● **Short task a**:
Reproduce everything in the entries below from the line containing "of the depth" down to the end of the entries, requests included. Multiply each point coordinate in the answers by 2 and round to whole numbers, halves up, while leaving the requests and their format samples unchanged.

● **Text to read**:
┄┄┄┄┄┄

Reputation: 1
I am new to python
I want to scrape weather data from the website "http://www.estesparkweather.net/archive_reports.php?date=200901" I have to scrape all the available attributes of weather data for each day from 2009-01-01 to 2018-10-28 I have to represent the scraped data as pandas dataframe object.
Below should be the Dataframe specific details
Expected column names (order dose not matter):
['Average temperature (°F)', 'Average humidity (%)',
'Average dewpoint (°F)', 'Average barometer (in)',
'Average windspeed (mph)', 'Average gustspeed (mph)',
'Average direction (°deg)', 'Rainfall for month (in)',
'Rainfall for year (in)', 'Maximum rain per minute',
'Maximum temperature (°F)', 'Minimum temperature (°F)',
'Maximum humidity (%)', 'Minimum humidity (%)', 'Maximum pressure',
'Minimum pressure', 'Maximum windspeed (mph)',
'Maximum gust speed (mph)', 'Maximum heat index (°F)']
Each record in the dataframe corresponds to weather details of a given day
The index column is date-time format (yyyy-mm-dd)
I need to perform necessary data cleaning and type cast each attributes to relevent data type
After scraping I need to save the dataframe as pickle file by name 'dataframe.pk'
Below is the code I was trying initially just to read the page using Beautifulsoup, But there are multiple pages monthwise , I am not sure how can I loop the urls from January 2009 to October 2018 and get that content into the soup, Can someone help please:
***import bs4
from bs4 import BeautifulSoup
import csv
import requests
import time
import pandas as pd
import urllib
import re
import pickle
import numpy as np
url = "http://www.estesparkweather.net/archive_reports.php?date=200901"
page = requests.get(url)
soup=BeautifulSoup(page.content,"html.parser")
type(soup)
bs4.BeautifulSoup
# Get the title
title = soup.title
print(title)
# Print out the text
text = soup.get_text()
print(soup.text)
# Print the first 10 rows for sanity check
rows = soup.find_all('tr')

┄┄┄┄┄┄

● **Short task b**:
According to the weather-scraping post, what file name must the finished dataframe be saved under?

(Rows from a pointing dataset)
┄┄┄┄┄┄

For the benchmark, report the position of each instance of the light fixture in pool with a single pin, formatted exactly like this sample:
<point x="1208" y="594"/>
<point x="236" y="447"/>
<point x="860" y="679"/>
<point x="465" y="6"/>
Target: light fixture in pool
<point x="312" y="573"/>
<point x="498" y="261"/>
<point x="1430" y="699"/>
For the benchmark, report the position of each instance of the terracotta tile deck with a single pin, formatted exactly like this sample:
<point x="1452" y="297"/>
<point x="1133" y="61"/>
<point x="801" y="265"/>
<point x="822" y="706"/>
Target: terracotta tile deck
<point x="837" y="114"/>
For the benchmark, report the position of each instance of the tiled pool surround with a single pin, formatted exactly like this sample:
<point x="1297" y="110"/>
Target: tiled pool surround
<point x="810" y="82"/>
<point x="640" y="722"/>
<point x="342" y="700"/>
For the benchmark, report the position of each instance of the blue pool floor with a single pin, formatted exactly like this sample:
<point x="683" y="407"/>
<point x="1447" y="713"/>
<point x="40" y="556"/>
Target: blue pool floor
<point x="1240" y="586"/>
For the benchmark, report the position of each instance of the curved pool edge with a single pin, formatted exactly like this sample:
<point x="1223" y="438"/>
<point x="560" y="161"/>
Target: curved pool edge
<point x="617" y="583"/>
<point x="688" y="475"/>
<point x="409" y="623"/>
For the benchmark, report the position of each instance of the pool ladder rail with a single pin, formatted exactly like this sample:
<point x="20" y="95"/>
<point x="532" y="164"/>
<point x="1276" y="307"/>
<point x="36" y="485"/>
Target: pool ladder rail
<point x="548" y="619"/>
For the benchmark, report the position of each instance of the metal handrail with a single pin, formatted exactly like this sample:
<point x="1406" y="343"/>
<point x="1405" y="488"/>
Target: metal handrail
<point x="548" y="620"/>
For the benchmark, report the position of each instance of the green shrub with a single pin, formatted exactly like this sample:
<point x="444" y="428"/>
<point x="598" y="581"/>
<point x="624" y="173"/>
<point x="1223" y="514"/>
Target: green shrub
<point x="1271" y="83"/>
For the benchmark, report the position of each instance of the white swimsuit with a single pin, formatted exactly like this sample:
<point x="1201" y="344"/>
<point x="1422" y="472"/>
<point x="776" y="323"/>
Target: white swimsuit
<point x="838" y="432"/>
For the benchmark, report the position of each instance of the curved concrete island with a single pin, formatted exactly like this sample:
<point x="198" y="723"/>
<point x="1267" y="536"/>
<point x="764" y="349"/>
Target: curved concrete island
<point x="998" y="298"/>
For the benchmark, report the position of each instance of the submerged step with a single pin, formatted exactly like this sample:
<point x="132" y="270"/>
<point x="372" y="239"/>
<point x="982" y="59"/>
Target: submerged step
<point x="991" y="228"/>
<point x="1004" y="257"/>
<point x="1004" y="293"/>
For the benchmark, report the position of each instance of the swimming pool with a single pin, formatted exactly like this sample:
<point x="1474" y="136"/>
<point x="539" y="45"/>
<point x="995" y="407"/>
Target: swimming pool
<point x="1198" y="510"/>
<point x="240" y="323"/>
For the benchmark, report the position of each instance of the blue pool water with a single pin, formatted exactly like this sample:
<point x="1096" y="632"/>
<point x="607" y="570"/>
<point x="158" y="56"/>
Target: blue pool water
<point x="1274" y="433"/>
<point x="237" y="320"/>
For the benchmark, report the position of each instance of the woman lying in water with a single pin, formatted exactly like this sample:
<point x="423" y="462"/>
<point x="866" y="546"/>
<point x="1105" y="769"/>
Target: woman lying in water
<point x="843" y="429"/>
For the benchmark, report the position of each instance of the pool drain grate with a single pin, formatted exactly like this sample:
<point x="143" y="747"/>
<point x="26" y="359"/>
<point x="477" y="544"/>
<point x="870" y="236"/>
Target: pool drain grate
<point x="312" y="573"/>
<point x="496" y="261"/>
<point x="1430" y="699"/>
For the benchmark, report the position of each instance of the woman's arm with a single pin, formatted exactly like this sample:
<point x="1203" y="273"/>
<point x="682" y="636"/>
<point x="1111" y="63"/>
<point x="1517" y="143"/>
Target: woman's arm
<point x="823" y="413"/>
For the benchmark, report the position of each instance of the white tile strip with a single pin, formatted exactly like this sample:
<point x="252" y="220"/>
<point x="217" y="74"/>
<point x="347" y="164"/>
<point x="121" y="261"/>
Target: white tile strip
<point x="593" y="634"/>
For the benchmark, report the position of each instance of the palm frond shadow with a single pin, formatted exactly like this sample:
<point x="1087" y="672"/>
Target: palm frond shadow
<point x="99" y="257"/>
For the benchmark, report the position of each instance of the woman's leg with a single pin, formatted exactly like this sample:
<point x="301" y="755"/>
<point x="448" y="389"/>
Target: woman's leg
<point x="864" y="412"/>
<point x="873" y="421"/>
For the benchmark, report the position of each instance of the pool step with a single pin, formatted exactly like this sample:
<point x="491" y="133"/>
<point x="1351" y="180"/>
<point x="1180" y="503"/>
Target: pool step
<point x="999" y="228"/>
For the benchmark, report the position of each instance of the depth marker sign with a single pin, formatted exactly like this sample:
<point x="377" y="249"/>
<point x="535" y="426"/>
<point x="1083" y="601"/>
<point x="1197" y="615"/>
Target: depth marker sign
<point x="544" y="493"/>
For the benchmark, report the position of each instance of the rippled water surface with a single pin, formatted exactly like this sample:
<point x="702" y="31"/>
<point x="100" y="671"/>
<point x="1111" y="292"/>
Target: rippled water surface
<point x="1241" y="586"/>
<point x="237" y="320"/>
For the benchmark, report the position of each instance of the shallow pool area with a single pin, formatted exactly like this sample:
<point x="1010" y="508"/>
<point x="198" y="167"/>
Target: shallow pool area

┄┄┄┄┄┄

● **Exercise result a**:
For the benchmark, report the position of each instance of the depth marker sign with a single pin, formatted exactly like this sample:
<point x="377" y="249"/>
<point x="535" y="426"/>
<point x="1083" y="601"/>
<point x="1197" y="615"/>
Target: depth marker sign
<point x="1088" y="986"/>
For the benchmark, report the position of each instance of the rippled water surface with a single pin, formatted exactly like this sample:
<point x="702" y="31"/>
<point x="100" y="671"/>
<point x="1111" y="292"/>
Target: rippled water surface
<point x="2482" y="1172"/>
<point x="474" y="640"/>
For the benchmark, report the position of each instance of the shallow pool area with a single pin, formatted exactly like this sample:
<point x="1010" y="508"/>
<point x="198" y="167"/>
Target: shallow pool area

● **Exercise result b**:
It must be saved as a pickle file named 'dataframe.pk'.